• [Exercise objective]: Pick out every line in the records below that contains the word "bird", and copy each one in full.

• [Supplied entries]:
*****
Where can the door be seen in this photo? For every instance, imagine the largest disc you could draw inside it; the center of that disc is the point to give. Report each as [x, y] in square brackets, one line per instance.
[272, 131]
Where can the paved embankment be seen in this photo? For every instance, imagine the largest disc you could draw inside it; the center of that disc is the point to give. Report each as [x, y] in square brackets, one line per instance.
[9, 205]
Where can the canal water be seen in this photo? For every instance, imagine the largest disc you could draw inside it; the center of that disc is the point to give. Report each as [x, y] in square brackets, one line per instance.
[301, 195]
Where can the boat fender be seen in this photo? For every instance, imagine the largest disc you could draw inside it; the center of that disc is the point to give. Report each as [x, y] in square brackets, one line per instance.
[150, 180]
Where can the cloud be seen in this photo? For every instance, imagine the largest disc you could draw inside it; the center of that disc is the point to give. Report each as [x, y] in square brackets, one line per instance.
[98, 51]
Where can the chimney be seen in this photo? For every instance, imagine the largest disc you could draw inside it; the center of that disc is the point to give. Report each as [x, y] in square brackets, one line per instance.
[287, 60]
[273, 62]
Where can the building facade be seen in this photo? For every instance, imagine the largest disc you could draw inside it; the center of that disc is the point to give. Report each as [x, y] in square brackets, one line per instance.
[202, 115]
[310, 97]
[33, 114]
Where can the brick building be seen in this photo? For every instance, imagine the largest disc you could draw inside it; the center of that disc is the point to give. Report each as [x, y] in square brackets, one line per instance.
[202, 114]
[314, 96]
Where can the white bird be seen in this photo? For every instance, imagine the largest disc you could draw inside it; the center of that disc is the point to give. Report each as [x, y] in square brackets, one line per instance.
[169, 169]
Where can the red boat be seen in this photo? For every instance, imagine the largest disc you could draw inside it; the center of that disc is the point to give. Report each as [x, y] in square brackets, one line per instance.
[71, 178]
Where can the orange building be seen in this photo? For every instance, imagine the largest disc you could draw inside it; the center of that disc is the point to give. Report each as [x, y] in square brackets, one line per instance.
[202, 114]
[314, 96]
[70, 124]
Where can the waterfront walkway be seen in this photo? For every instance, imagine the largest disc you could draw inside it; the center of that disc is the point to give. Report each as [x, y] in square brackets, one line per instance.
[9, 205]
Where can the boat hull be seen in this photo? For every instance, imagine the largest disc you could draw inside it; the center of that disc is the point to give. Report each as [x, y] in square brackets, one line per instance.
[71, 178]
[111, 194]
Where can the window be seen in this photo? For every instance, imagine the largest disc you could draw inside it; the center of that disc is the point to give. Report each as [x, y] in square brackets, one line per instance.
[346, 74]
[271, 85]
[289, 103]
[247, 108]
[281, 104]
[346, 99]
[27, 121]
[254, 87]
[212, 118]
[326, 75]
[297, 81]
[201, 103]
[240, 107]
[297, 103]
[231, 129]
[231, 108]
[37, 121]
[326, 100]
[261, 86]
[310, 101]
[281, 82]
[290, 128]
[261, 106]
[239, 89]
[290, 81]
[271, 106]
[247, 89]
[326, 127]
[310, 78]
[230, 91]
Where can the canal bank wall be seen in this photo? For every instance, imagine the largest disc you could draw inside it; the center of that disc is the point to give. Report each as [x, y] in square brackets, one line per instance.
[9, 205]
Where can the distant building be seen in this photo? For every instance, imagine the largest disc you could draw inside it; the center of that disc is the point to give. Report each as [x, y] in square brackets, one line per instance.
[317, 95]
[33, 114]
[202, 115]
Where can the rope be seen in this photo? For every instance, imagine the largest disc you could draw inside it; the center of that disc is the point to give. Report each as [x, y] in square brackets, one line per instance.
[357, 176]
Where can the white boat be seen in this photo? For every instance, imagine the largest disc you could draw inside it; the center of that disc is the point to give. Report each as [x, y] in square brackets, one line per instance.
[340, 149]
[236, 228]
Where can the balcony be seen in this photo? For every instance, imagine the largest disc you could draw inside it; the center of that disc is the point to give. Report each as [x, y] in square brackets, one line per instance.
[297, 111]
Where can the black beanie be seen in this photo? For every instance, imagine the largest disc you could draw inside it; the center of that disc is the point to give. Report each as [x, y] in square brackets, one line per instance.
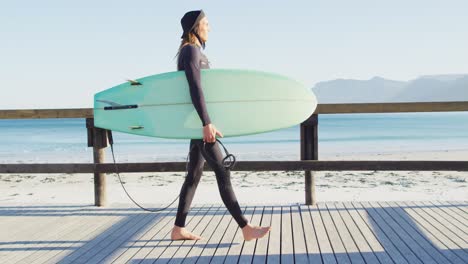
[190, 19]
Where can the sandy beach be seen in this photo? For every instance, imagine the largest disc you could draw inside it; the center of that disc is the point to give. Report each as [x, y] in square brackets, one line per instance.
[284, 187]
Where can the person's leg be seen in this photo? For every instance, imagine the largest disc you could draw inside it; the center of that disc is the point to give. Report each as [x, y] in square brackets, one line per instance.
[194, 172]
[223, 177]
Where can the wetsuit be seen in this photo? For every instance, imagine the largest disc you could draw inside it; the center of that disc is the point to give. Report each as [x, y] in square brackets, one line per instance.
[191, 60]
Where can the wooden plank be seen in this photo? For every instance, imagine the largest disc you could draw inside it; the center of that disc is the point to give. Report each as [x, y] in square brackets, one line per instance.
[85, 233]
[274, 239]
[328, 254]
[348, 242]
[398, 250]
[23, 230]
[132, 247]
[235, 249]
[356, 243]
[436, 212]
[222, 221]
[206, 229]
[391, 107]
[461, 208]
[157, 236]
[312, 165]
[402, 210]
[367, 232]
[17, 224]
[427, 228]
[114, 241]
[99, 243]
[46, 113]
[321, 109]
[310, 235]
[287, 250]
[261, 248]
[46, 237]
[435, 225]
[335, 240]
[400, 235]
[300, 248]
[450, 215]
[227, 240]
[247, 252]
[195, 225]
[389, 211]
[309, 151]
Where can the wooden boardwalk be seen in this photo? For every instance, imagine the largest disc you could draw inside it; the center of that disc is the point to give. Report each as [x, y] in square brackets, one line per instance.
[332, 232]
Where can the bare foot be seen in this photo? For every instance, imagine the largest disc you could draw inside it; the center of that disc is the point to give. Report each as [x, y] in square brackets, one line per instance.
[253, 232]
[180, 233]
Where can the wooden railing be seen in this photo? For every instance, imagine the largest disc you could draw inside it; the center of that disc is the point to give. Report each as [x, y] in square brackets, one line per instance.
[97, 138]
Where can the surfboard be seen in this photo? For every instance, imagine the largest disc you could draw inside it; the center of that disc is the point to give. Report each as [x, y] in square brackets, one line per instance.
[239, 102]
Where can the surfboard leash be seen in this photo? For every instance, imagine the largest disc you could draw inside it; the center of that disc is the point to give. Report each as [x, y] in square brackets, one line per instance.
[228, 162]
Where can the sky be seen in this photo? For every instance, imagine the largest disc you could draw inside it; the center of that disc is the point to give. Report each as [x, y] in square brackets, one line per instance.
[58, 54]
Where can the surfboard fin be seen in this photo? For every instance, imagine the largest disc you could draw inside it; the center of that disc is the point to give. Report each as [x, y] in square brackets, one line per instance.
[133, 82]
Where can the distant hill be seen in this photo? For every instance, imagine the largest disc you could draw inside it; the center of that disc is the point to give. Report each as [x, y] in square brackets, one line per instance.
[423, 89]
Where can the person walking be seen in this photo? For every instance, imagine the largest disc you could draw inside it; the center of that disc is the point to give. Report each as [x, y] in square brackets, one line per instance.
[191, 60]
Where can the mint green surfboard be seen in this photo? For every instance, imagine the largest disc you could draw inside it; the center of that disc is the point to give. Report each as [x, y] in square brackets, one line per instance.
[239, 102]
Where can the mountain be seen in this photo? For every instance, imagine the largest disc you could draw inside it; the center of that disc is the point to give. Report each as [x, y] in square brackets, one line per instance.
[428, 88]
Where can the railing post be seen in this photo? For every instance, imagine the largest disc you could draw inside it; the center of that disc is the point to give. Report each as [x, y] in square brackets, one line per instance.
[97, 138]
[309, 151]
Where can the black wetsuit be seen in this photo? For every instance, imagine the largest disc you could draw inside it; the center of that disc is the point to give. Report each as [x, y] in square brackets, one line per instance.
[192, 60]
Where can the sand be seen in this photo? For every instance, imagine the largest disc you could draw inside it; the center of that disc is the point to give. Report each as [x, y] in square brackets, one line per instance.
[264, 187]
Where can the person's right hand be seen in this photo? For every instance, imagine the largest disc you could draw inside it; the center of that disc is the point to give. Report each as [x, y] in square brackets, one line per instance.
[210, 132]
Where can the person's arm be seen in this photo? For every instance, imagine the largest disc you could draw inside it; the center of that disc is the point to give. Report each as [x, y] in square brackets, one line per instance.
[192, 72]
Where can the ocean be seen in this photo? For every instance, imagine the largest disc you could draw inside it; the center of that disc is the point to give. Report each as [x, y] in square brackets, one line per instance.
[65, 140]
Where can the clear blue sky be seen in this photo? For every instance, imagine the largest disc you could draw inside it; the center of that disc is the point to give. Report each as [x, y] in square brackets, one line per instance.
[57, 54]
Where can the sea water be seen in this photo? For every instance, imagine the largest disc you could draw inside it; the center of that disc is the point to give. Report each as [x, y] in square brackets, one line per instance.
[65, 140]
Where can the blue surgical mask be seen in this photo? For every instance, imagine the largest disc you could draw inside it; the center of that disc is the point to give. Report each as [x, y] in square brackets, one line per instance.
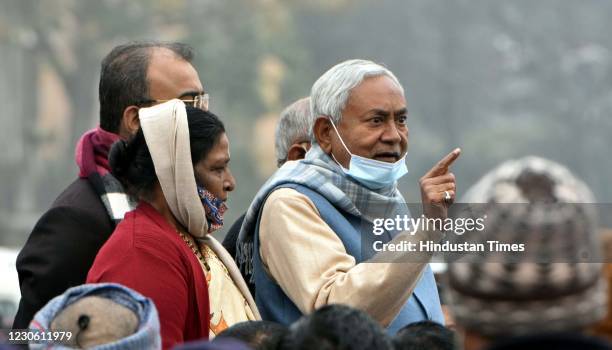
*****
• [Solution below]:
Where can the white bird be seen in this photo? For every instance, imagine the largest disc you could draw inside it; the center of that disc is the point to give. Report each as [x, y] in square brackets, one line per instance.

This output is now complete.